═════ Provided text ═════

We have friends who met through us - the woman was my flatmate and the man was DP's oldest friend. For 10 years we've been a foursome, live near each other, hang out, even some holidays together. They always had an odd relationship where she called the shots and he appeared to be a doormat, but we thought they were happy.
Then this spring, he had an affair with a colleague, decided to leave to be with her and her kids in another town (he and his DP have no kids) and revealed all to his DP. Followed by the whole thing collapsing as he realised it was all based on nothing and he didn't really want to leave his home, it was just an infatuation etc. But their relationship had broken down so we let him stay with us.
I assumed he would have his tail between his legs and show some humility and helpfulness, but he was bacisally crap. he did hardly any housework, seriously outstayed his welcome (he was here 3 months) and completely failed to respect my wishes as regards not being around when I needed to work (I work at home, shouldn't have been a problem as he has a f-t job, but he kept turning up mid-afternoon) and also, which infuriated me, agreeing to be out when we had a babysitter (agency, not a friend he knew), then turning up mid-evening. He got pissed, made a mess all the time... I feel bad because he did make the occasional effort to make a gesture eg buying takeaways, but that's not the same as doing the fecking dishes... he was less helpful than my 3yo DS!
I really had my fill of him and was furious by the time he finally left - he got a rented flat after months of turning his nose up at what was available, when my DP finally insisted he shift his arse and stop being such a prima donna about finding the perfect flat.

═════

**What is asked:** Translate this sentence from the account of the friend who stayed for three months into Spanish: "But their relationship had broken down so we let him stay with us."

═════ Listed entries ═════

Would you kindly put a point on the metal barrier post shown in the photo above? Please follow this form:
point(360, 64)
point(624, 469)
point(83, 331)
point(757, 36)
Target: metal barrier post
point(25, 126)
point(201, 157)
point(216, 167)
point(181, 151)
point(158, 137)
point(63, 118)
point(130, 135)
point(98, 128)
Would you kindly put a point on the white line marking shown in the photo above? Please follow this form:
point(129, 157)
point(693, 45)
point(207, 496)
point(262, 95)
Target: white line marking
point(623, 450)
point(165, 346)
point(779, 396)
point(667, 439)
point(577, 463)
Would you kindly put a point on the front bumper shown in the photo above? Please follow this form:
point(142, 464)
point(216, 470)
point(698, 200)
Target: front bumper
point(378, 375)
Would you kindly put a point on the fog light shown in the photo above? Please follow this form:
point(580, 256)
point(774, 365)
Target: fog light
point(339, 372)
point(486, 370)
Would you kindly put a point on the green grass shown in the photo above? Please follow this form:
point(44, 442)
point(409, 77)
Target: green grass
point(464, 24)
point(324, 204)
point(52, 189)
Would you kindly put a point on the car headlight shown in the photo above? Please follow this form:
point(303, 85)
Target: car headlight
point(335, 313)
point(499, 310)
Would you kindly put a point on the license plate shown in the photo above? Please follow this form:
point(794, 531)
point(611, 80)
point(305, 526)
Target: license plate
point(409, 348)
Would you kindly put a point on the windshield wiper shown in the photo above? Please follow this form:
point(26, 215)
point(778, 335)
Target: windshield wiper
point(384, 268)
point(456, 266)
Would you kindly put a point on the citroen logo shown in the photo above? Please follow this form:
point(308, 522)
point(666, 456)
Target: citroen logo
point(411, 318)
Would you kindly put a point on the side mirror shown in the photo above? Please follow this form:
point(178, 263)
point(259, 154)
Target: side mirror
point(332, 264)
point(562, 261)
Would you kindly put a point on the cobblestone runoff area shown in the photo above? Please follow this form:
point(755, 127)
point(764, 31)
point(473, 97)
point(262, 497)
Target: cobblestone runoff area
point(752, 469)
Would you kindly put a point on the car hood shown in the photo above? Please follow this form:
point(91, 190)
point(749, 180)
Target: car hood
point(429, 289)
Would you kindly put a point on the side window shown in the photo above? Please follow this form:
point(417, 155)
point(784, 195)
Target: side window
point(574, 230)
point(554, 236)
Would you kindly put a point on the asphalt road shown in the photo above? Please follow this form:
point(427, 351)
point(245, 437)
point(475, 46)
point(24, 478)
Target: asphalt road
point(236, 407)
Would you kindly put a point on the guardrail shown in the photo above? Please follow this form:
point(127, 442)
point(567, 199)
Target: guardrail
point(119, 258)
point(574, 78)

═════
═════ Listed entries ═════

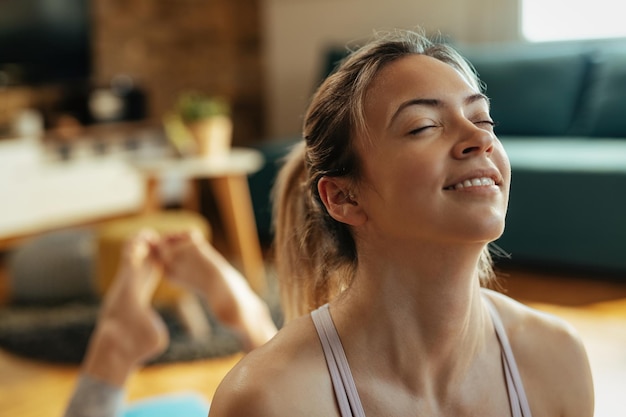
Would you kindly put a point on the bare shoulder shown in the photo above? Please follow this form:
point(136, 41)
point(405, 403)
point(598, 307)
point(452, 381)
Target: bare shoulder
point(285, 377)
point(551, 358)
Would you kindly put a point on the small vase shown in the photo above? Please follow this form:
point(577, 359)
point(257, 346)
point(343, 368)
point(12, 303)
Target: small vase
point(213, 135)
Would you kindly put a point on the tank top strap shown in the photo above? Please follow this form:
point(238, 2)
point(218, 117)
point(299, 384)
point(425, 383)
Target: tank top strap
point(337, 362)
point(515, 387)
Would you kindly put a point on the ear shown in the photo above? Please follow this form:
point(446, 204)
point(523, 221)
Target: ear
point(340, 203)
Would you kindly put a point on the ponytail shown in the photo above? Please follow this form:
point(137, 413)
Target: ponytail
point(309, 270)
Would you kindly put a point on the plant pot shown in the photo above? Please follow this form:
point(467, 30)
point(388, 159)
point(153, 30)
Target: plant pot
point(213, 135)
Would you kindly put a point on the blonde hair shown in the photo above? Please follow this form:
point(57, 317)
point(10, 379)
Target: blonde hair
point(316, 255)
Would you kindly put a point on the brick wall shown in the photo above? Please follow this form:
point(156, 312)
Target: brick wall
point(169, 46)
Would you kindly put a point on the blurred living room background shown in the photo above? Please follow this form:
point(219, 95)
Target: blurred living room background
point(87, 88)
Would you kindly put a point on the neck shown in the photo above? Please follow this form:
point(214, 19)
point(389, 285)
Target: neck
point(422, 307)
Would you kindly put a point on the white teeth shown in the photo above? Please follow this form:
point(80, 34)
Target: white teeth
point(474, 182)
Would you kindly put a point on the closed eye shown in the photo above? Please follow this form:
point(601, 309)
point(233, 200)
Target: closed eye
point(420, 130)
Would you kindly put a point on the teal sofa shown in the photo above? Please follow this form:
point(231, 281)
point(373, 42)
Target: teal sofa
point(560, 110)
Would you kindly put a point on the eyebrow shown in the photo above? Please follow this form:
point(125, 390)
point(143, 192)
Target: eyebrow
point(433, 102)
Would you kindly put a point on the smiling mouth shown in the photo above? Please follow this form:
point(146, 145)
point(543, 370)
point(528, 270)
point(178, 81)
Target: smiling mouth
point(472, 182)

═════

**Final result:** Pero su relación se había roto, así que lo dejamos quedarse con nosotros.